▸ EXERCISE: Look below for the line with "knob in the picture above?", then repeat it and all lines after it, exactly, minus any pictures.

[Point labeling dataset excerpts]
——————————

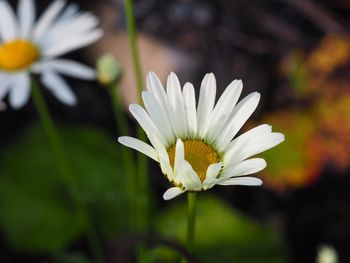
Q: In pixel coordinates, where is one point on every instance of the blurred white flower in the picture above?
(195, 146)
(28, 47)
(327, 254)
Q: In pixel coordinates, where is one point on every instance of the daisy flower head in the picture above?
(195, 145)
(28, 46)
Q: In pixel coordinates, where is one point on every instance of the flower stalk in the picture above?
(122, 123)
(191, 219)
(142, 172)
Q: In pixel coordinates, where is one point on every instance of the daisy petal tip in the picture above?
(171, 193)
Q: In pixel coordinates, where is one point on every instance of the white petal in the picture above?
(26, 16)
(261, 143)
(213, 170)
(166, 169)
(172, 192)
(59, 88)
(47, 18)
(139, 146)
(158, 116)
(8, 23)
(187, 176)
(163, 158)
(146, 123)
(190, 105)
(250, 181)
(157, 90)
(68, 12)
(69, 68)
(239, 116)
(223, 108)
(206, 103)
(20, 90)
(71, 28)
(236, 148)
(72, 43)
(211, 175)
(176, 106)
(245, 167)
(5, 86)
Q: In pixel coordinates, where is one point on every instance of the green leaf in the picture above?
(35, 211)
(222, 234)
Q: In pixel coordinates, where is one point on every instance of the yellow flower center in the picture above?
(17, 54)
(199, 154)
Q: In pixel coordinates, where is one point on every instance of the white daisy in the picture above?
(28, 47)
(195, 147)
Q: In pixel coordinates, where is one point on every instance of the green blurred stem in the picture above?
(122, 123)
(191, 219)
(143, 183)
(62, 163)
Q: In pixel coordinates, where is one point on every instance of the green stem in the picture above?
(130, 22)
(191, 219)
(122, 123)
(62, 163)
(143, 184)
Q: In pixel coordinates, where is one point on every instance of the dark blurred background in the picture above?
(296, 53)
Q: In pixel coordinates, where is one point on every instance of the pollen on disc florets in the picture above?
(199, 154)
(17, 54)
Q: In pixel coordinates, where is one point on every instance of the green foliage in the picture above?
(222, 234)
(71, 258)
(36, 212)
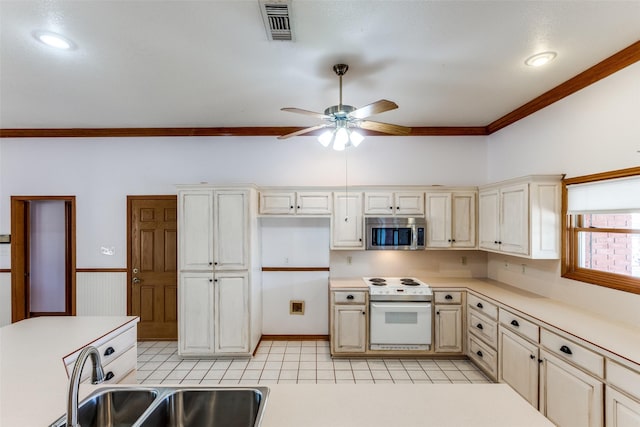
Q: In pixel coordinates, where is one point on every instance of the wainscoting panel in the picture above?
(101, 294)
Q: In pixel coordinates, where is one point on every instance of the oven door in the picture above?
(400, 323)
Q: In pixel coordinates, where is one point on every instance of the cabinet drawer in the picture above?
(349, 297)
(519, 325)
(483, 306)
(483, 356)
(454, 297)
(568, 350)
(483, 327)
(623, 378)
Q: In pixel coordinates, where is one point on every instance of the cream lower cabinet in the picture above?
(518, 364)
(621, 410)
(348, 322)
(213, 316)
(448, 329)
(568, 396)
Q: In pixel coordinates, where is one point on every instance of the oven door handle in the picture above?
(400, 305)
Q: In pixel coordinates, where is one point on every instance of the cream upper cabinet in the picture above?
(568, 396)
(521, 217)
(316, 203)
(213, 228)
(402, 203)
(451, 219)
(347, 221)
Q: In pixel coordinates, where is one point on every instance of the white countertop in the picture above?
(405, 405)
(617, 338)
(33, 377)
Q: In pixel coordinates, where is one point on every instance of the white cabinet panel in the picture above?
(195, 314)
(232, 312)
(568, 396)
(518, 365)
(347, 222)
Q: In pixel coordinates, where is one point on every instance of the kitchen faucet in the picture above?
(97, 376)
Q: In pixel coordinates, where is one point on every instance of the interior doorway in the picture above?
(42, 256)
(152, 285)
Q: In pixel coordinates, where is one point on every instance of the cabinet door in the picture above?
(514, 219)
(463, 220)
(438, 220)
(518, 365)
(195, 314)
(621, 410)
(232, 312)
(409, 203)
(448, 329)
(349, 328)
(568, 396)
(313, 203)
(380, 204)
(196, 229)
(347, 221)
(277, 203)
(231, 237)
(489, 219)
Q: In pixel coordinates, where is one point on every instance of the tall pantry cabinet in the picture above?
(219, 310)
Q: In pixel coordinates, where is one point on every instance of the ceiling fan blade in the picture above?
(374, 108)
(305, 112)
(303, 131)
(385, 127)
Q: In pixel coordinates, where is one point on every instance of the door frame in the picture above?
(20, 233)
(130, 200)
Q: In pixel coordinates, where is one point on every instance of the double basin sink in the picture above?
(171, 406)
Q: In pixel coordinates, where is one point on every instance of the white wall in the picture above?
(594, 130)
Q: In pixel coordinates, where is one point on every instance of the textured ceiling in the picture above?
(210, 64)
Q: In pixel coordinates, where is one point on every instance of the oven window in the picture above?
(401, 318)
(391, 236)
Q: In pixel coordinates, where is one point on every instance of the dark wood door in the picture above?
(152, 271)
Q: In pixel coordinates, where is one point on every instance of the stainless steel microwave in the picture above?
(405, 234)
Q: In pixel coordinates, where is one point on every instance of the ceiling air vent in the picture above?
(275, 14)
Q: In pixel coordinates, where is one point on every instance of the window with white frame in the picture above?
(602, 229)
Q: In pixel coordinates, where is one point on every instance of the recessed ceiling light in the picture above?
(54, 40)
(540, 59)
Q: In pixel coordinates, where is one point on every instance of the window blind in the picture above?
(612, 195)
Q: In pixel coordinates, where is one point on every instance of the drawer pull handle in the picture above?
(566, 350)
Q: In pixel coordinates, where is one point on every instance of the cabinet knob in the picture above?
(566, 350)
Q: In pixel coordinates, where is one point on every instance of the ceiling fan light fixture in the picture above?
(540, 59)
(325, 138)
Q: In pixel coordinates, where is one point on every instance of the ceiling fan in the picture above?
(343, 120)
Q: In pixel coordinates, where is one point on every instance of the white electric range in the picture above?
(400, 313)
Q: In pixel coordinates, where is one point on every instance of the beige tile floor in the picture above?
(295, 362)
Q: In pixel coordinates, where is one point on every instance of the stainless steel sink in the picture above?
(172, 406)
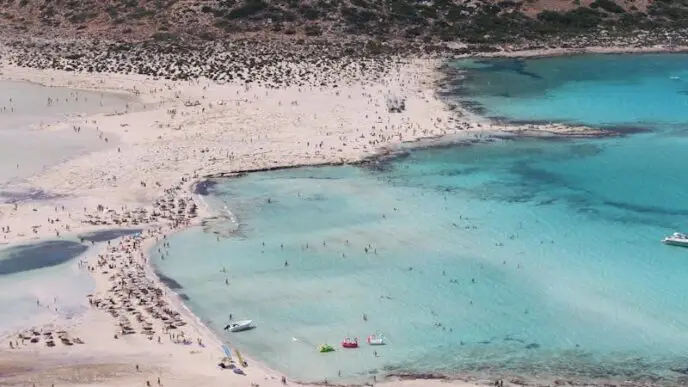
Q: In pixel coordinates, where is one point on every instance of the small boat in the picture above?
(676, 239)
(376, 339)
(239, 326)
(350, 343)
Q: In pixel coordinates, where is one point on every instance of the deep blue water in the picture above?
(524, 257)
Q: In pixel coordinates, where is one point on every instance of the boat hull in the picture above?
(241, 326)
(673, 242)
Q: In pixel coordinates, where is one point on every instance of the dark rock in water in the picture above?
(169, 282)
(108, 235)
(39, 255)
(184, 297)
(204, 187)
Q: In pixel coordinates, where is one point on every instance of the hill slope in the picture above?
(472, 21)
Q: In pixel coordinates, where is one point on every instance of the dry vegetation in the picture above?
(472, 21)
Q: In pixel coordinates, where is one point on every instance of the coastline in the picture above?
(380, 147)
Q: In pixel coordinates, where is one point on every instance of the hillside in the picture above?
(471, 21)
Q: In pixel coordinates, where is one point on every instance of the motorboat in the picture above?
(376, 339)
(239, 326)
(350, 342)
(676, 239)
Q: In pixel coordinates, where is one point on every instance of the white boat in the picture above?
(376, 339)
(239, 326)
(676, 239)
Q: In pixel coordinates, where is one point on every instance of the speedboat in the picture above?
(350, 343)
(376, 339)
(676, 239)
(239, 326)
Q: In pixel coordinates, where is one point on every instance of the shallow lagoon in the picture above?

——————————

▸ RESPONSE BELOW:
Q: In pixel coordinates, where is one point on every instance of the cabinet knob in the picture above?
(566, 350)
Q: In pixel coordinates, where is one point on every instance of the ceiling fan light fixture in the picture above?
(540, 59)
(325, 138)
Q: In pixel coordinates, where is one point on every instance of the ceiling fan in the picture above?
(343, 120)
Q: In pixel coordinates, where is one point on every instance of the white electric range in the picture above?
(400, 313)
Q: In pixel coordinates, where is one point on every instance of the beige tile floor in the picture above?
(295, 362)
Q: In pixel coordinates, where is one point on every instance of the stainless steel sink in the picture above?
(172, 406)
Q: In pixel coordinates, where is one point on every instance of the small boat in the picture above?
(676, 239)
(376, 339)
(239, 326)
(350, 343)
Q: In pixel coordinates, where is one point on every instance of the deep blue water in the picture above?
(524, 257)
Q: In pixel coordinates, where is one point on every instance of the boat hull in the picture above?
(241, 326)
(673, 242)
Q: In pixel coordinates, where is one point on every instance of the dark rock in water in the picture above?
(169, 282)
(108, 235)
(39, 255)
(184, 297)
(204, 187)
Q: In pixel coordinates, where is one point on every instance of the hill slope in the picture above?
(472, 21)
Q: In pixel coordinates, where is one point on every instance of the dry vegetation in the picture above?
(472, 21)
Q: In pixel coordinates, where is one point on every instance of the coastline in the picture above?
(380, 147)
Q: In pixel coordinates, where is one point on every instance of the hillside in the picture above?
(471, 21)
Q: In pixel coordinates, where is one point on every instance of the motorboat in the picture above?
(376, 339)
(239, 326)
(350, 342)
(676, 239)
Q: In pixel coordinates, where is one point on every instance of the white boat in the picture above?
(376, 339)
(239, 326)
(676, 239)
Q: In pixel coordinates, where is one point on every instance of the speedboat in the picture above?
(350, 343)
(376, 339)
(676, 239)
(239, 326)
Q: In pixel coordinates, where is one point on every instance of the shallow lagoon in the picture above?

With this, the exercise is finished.